Start of EXERCISE MATERIAL

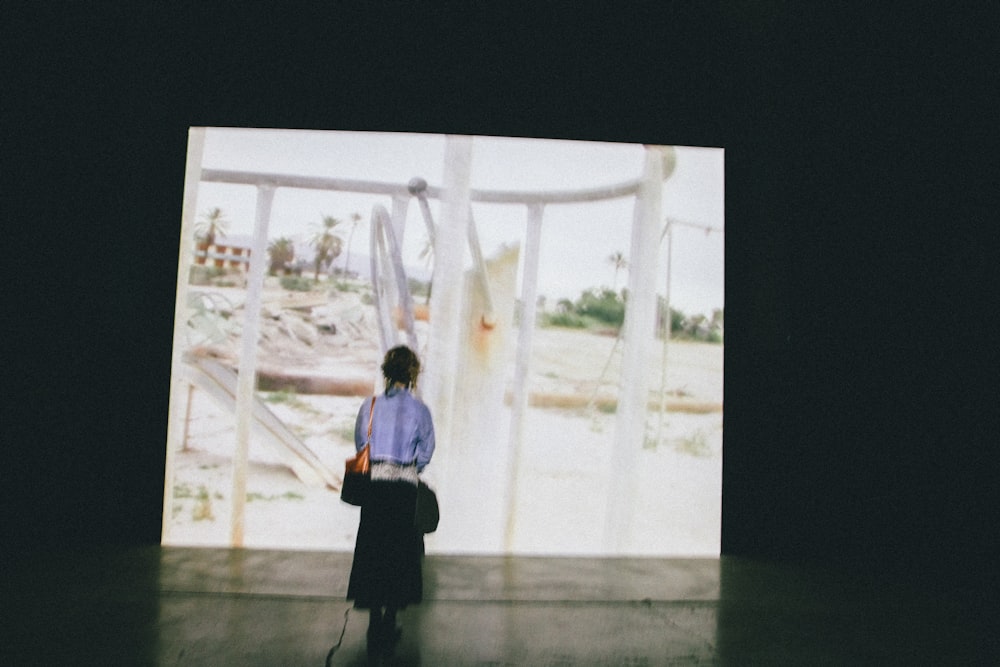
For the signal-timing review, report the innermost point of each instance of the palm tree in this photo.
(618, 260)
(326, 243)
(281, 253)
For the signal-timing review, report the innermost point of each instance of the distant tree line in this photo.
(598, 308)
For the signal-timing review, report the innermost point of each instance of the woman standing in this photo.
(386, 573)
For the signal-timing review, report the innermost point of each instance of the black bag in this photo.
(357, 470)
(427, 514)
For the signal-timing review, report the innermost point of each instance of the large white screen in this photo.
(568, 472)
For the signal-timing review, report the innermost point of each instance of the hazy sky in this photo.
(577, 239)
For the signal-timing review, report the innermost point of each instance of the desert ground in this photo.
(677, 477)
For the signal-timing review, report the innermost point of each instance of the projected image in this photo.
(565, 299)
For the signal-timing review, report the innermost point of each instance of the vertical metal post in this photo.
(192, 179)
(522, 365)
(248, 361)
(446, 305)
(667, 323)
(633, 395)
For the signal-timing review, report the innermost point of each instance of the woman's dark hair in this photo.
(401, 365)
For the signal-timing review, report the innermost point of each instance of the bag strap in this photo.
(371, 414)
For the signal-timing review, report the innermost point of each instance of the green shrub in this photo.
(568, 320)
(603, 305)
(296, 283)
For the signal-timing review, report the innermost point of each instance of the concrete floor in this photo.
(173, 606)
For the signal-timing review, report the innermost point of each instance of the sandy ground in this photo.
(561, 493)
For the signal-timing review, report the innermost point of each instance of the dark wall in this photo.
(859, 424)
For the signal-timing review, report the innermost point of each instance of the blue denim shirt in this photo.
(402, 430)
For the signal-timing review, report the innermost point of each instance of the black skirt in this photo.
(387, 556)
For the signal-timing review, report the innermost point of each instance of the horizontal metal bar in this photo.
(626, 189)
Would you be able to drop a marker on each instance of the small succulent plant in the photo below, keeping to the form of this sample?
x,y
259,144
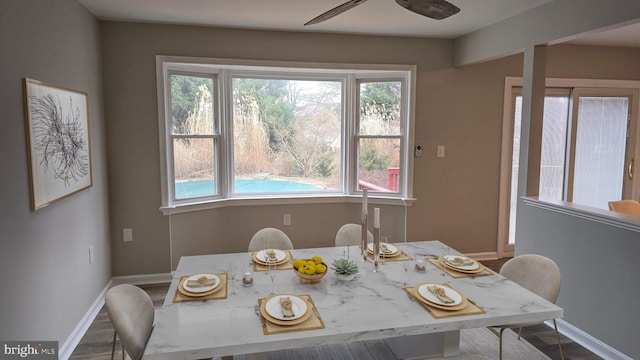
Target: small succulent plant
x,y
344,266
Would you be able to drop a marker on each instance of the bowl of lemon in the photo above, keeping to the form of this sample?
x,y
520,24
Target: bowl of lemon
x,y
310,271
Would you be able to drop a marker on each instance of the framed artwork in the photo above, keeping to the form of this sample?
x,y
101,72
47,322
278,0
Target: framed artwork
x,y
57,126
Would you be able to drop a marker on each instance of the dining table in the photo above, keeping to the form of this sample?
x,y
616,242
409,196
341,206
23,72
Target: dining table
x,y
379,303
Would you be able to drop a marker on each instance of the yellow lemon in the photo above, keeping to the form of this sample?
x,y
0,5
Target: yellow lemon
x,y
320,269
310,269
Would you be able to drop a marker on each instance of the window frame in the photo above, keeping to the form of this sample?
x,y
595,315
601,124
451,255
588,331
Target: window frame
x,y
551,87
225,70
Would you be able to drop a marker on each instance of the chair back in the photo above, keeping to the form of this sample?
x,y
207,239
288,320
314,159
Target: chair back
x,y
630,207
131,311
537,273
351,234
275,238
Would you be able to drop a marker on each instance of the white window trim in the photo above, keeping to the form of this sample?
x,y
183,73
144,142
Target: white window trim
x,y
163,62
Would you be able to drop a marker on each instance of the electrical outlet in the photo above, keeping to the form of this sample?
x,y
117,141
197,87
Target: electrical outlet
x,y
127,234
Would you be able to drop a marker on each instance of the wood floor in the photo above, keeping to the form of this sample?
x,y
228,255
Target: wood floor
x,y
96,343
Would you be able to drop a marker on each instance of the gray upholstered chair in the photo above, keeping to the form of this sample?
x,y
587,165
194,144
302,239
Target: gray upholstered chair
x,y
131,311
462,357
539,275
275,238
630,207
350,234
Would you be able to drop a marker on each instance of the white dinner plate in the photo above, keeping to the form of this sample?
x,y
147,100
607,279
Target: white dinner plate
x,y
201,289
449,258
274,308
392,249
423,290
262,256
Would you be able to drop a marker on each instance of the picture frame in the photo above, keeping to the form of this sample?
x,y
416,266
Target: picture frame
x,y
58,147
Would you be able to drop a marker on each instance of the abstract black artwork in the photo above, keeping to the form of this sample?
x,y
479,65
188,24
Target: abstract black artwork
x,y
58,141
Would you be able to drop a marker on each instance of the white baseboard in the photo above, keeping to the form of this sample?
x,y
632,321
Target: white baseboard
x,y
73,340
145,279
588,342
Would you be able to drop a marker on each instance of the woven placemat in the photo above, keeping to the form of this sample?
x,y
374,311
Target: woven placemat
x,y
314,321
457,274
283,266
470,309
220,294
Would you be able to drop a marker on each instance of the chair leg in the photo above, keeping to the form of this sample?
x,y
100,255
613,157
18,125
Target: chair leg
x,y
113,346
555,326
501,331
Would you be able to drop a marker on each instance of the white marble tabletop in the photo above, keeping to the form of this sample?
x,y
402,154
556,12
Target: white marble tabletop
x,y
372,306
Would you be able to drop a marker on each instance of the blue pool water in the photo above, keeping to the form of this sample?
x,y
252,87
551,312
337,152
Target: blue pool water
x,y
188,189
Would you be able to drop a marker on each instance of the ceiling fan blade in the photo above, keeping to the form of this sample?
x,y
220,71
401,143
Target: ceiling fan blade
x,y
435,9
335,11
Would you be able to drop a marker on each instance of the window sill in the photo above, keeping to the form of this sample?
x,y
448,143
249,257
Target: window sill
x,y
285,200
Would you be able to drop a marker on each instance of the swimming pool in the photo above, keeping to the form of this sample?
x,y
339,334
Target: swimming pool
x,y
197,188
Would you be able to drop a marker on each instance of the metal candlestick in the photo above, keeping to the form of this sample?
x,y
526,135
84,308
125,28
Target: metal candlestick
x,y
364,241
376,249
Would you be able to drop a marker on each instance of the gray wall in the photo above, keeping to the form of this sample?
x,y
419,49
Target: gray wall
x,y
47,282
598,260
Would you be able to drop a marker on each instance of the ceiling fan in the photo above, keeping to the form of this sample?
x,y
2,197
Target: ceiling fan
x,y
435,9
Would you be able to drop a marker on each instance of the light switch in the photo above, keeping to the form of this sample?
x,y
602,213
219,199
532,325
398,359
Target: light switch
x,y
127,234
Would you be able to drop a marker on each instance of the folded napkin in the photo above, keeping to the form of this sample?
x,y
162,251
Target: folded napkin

End of EXERCISE MATERIAL

ACTIVITY> Output the records exactly as they appear, skipping any pictures.

SOLUTION TO THIS TASK>
For the signal-timing review, report the innermost point of each instance of the palm tree in this photo.
(618, 260)
(326, 243)
(281, 253)
For the signal-timing review, report the innermost point of each instance of the distant tree line in this photo.
(598, 308)
For the signal-timing review, report the innermost point of each instance of the woman standing in this photo.
(386, 573)
For the signal-timing review, report the innermost point of each instance of the black bag in this photo.
(357, 470)
(427, 514)
For the signal-timing review, report the innermost point of each instance of the large white screen in this photo.
(568, 472)
For the signal-timing review, report the innermost point of each instance of the hazy sky in this photo.
(577, 239)
For the signal-timing review, report the innermost point of each instance of the desert ground in this photo.
(677, 477)
For the signal-timing review, report the innermost point of each instance of the projected image in this photo.
(565, 299)
For the signal-timing review, report the innermost point of each instance of the vertical metal post in this photo.
(192, 179)
(522, 365)
(248, 361)
(446, 305)
(667, 323)
(633, 395)
For the signal-timing review, report the innermost point of each instance of the woman's dark hair in this photo.
(401, 365)
For the signal-timing review, report the innermost point of each instance of the bag strap in this photo.
(371, 414)
For the signal-timing review, report the innermost point of each instance of the green shrub in this photo.
(568, 320)
(603, 305)
(296, 283)
For the signal-timing review, report the innermost point of each instance of the concrete floor in this photo.
(173, 606)
For the signal-timing review, report the innermost point of each instance of the sandy ground in this photo.
(561, 493)
For the signal-timing review, report the innermost point of each instance of the dark wall in this photo.
(859, 424)
For the signal-timing review, report the innermost point of each instance of the blue denim shirt in this photo.
(402, 430)
For the signal-timing review, report the innermost point of each instance of the black skirt in this photo.
(387, 556)
For the signal-timing review, report the innermost point of each instance of the horizontal metal bar in this photo.
(626, 189)
Would you be able to drop a marker on each instance of the small succulent plant in the photo below, keeping to the form of this sample?
x,y
259,144
Target: small succulent plant
x,y
344,266
Would you be able to drop a marker on each instance of the bowl of lemon in the photo above, keeping to the form of this sample?
x,y
520,24
Target: bowl of lemon
x,y
310,271
Would you be able to drop a marker on each instance of the framed artwork in the photo above, keeping to the form of this sample?
x,y
101,72
47,322
278,0
Target: framed artwork
x,y
57,126
Would you be able to drop a marker on each instance of the dining table in the photo above, keeping to the form of this sample?
x,y
616,242
409,196
341,206
23,72
Target: dining table
x,y
379,303
Would you be able to drop a marker on each instance of the yellow lemon in the photo above, keeping to the form of this sample?
x,y
0,5
Target: yellow lemon
x,y
320,269
310,269
Would you be able to drop a marker on each instance of the window frame in the photo above, keeping to the form of this sample?
x,y
595,315
601,124
451,255
588,331
Target: window frame
x,y
551,87
225,70
Would you be able to drop a marker on each instance of the chair back in the photo above, keeping to the form of this sample?
x,y
207,239
288,320
314,159
Target: chair back
x,y
630,207
131,311
537,273
351,234
275,238
Would you be able to drop a marker on each instance of the white window trim in the photo above, keeping to the form of this sample?
x,y
183,73
144,142
Target: white window trim
x,y
163,62
Would you be able to drop a marker on each instance of the electrical outlet in the photo above, keeping to the form of this sample?
x,y
117,141
197,87
Target: electrical outlet
x,y
127,234
Would you be able to drop a marker on each instance of the wood floor in the photo above, keeping to the form of this sample?
x,y
228,255
Target: wood floor
x,y
96,343
Would you be able to drop a marker on each instance of the gray upholstered chair in the photo above, keeping to the form of this sample?
x,y
587,165
194,144
302,239
Target: gray upholstered chair
x,y
131,311
462,357
539,275
275,238
630,207
350,234
Would you be able to drop a marker on each instance of the white dinner plate in the photo above, keeping to the form of this sample?
x,y
147,100
607,279
Target: white dinner plate
x,y
201,289
449,258
274,308
392,249
423,290
262,256
Would you be able to drop a marker on each instance of the picture frame in the photo above, keeping to the form of this sample?
x,y
416,266
Target: picture frame
x,y
58,147
Would you be able to drop a marker on each instance of the abstract black artwork in the photo above, keeping to the form of this sample?
x,y
479,65
188,24
Target: abstract black artwork
x,y
58,141
Would you be able to drop a marker on each instance of the white baseboard in the photo above, keeping to the form of this sample?
x,y
632,321
Target: white baseboard
x,y
73,340
145,279
588,342
Would you be able to drop a marker on each instance of the woven placemat in the photo above, keeping to the form of this sample?
x,y
374,311
Target: woven placemat
x,y
314,321
457,274
283,266
470,309
220,294
Would you be able to drop a marker on each instance of the chair leg in the photo above, keeping to the form of this sample?
x,y
100,255
613,157
18,125
Target: chair leg
x,y
113,346
555,326
501,331
Would you be able to drop a marker on each instance of the white marble tabletop in the photo above, keeping to the form of this sample?
x,y
402,154
556,12
Target: white marble tabletop
x,y
372,306
Would you be able to drop a marker on each instance of the blue pool water in the photo above, keeping to the form of this sample?
x,y
252,87
551,312
337,152
Target: blue pool water
x,y
188,189
Would you be able to drop a marker on each instance of the ceiling fan blade in the photo above, keeping to the form of this sample?
x,y
220,71
401,143
Target: ceiling fan blade
x,y
435,9
335,11
Would you be able to drop a marker on each instance of the window sill in the photo above, keeping to the form of this sample?
x,y
448,143
249,257
Target: window sill
x,y
285,200
Would you be able to drop a marker on each instance of the swimming pool in the photo above, keeping to the form of this sample?
x,y
339,334
Target: swimming pool
x,y
197,188
Would you be able to drop a marker on each instance of the metal candlestick in the photo above, keeping to the form of this sample?
x,y
526,135
84,308
125,28
Target: metal candlestick
x,y
364,241
376,249
Would you be able to drop a marker on each instance of the gray wall in the photo above, keeping to the form of this sample?
x,y
419,49
Target: gray wall
x,y
47,282
598,260
Would you be able to drop a marker on each instance of the ceiling fan in the photo above, keeping to the form of this sample?
x,y
2,197
Target: ceiling fan
x,y
435,9
Would you be able to drop a marker on each instance of the light switch in the photo above, keeping to the form of this sample?
x,y
602,213
219,199
532,325
398,359
Target: light switch
x,y
127,234
Would you be able to drop a marker on each instance of the folded napkin in the photo above, keeping to the form of this sample?
x,y
162,251
Target: folded napkin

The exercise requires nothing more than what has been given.